Pull every line from the listing below and reproduce it word for word, with nothing changed.

The data
— START —
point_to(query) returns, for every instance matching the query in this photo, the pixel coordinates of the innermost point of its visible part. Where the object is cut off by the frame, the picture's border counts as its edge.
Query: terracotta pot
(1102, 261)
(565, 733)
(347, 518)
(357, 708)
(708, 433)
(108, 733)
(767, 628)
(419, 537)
— END —
Expected output
point_to(query) returns, for every instance matching the query in this photo, the pixel coordinates of the innermost point of its visible part. Where the object is cut off by the frame, the picture's border counts as its edge.
Query: terracotta pot
(1102, 261)
(565, 733)
(347, 518)
(357, 708)
(708, 433)
(108, 733)
(767, 628)
(419, 537)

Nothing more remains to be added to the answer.